What the task asks: Where the records below show a line containing "Target: green grass field", start copying; end with the line containing "Target: team huddle of players", and copy it too.

Recorded information:
──────

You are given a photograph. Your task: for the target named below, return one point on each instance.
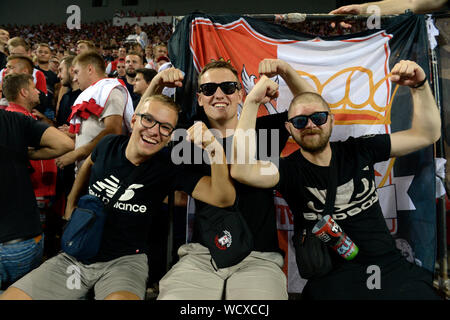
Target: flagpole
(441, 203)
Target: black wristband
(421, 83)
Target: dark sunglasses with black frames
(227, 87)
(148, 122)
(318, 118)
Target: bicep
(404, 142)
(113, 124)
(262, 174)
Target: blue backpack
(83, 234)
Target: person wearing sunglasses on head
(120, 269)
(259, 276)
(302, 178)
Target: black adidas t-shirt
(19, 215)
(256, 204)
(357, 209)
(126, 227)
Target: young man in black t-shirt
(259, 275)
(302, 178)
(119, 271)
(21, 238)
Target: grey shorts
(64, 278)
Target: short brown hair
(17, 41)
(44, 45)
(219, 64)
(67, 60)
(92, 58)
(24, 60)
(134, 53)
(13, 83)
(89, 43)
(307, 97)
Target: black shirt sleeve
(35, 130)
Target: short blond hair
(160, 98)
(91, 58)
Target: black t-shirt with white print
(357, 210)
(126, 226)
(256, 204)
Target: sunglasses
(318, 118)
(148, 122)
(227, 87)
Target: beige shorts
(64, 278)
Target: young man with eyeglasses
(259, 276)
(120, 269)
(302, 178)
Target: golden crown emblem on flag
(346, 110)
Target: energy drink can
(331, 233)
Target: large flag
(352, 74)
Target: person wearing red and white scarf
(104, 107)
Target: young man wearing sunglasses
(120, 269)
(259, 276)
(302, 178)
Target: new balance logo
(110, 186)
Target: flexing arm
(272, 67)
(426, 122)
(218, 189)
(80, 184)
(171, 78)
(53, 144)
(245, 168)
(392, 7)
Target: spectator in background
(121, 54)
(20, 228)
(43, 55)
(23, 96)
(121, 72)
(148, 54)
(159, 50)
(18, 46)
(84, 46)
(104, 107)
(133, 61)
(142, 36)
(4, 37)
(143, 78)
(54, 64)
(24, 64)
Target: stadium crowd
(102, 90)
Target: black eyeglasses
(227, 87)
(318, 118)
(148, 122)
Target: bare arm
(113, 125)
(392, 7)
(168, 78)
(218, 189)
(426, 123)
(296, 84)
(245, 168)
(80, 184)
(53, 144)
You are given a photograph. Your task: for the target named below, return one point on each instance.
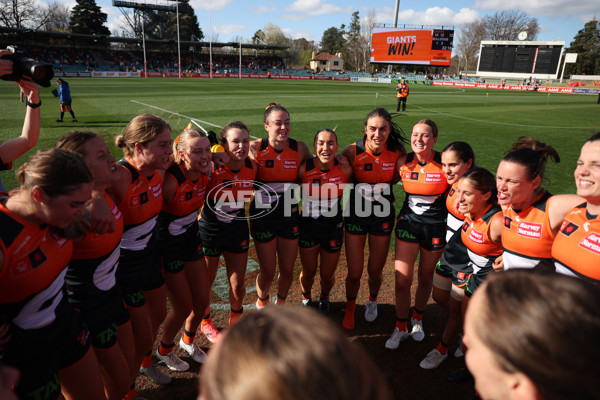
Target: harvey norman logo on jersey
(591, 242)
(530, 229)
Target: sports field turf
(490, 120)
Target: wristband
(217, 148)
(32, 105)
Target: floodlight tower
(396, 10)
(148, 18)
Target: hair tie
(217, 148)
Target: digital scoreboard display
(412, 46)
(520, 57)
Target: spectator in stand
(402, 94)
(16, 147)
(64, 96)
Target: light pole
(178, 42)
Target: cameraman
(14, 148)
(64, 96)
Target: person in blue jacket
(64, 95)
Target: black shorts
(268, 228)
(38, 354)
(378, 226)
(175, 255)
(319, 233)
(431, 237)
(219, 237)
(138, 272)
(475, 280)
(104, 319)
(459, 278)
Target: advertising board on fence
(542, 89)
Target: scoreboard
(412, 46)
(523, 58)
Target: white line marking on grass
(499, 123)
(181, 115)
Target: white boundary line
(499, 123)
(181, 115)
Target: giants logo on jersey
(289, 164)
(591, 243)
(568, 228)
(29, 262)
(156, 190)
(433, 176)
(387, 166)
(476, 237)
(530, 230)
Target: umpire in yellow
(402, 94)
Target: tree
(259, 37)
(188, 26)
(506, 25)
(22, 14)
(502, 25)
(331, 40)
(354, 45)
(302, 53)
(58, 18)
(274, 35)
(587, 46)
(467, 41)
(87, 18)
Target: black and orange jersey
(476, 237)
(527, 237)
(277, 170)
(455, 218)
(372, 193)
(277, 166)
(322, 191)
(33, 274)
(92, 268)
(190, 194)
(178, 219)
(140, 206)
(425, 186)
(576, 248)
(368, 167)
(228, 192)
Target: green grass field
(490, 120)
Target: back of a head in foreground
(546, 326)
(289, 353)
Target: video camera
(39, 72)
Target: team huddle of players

──────

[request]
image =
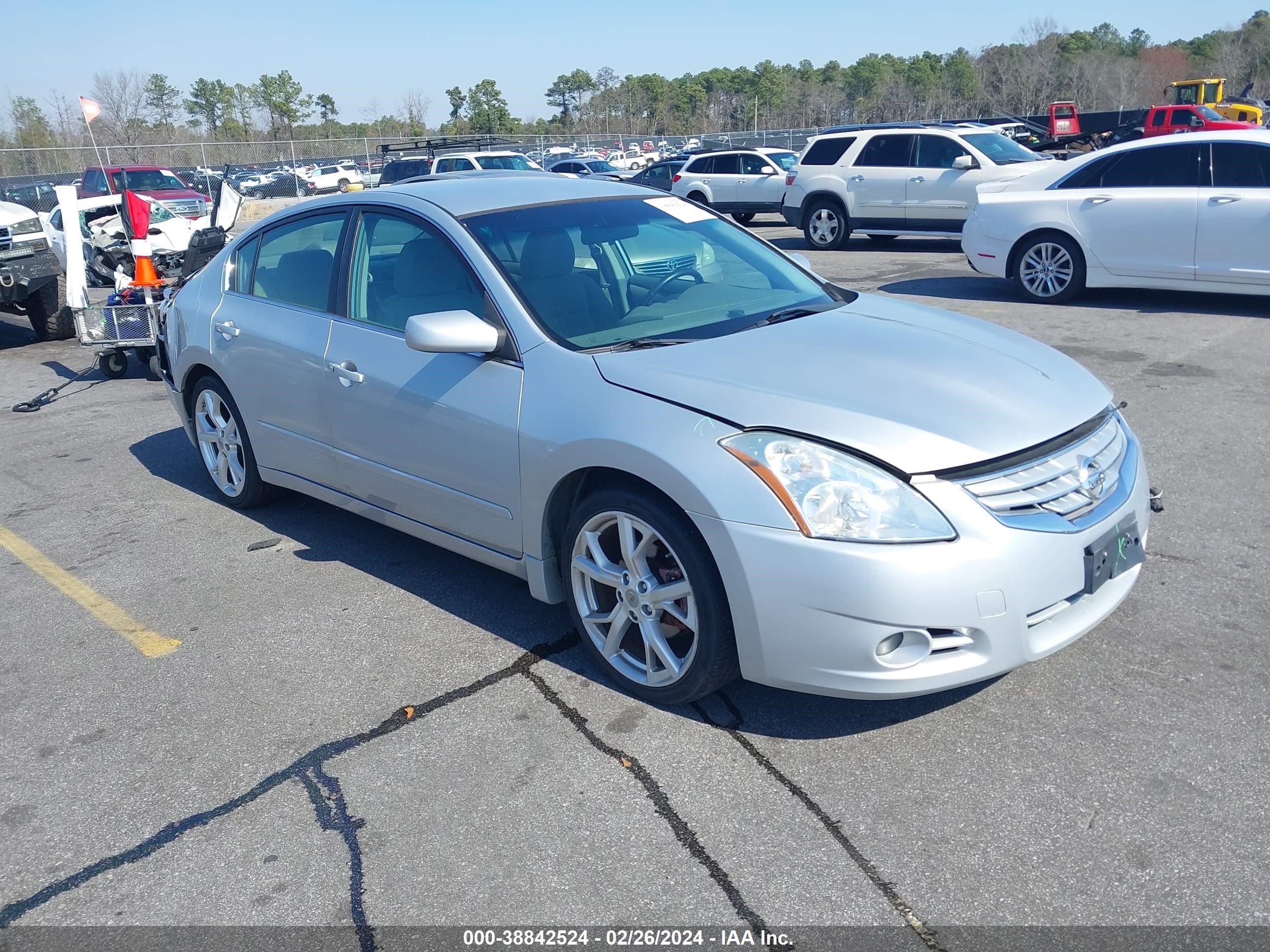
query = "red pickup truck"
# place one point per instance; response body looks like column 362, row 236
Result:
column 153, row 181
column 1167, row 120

──────

Solved exercise:
Target: green grass field
(490, 120)
Target: back of a head in foreground
(546, 326)
(289, 353)
Target: video camera
(39, 72)
Target: team huddle of players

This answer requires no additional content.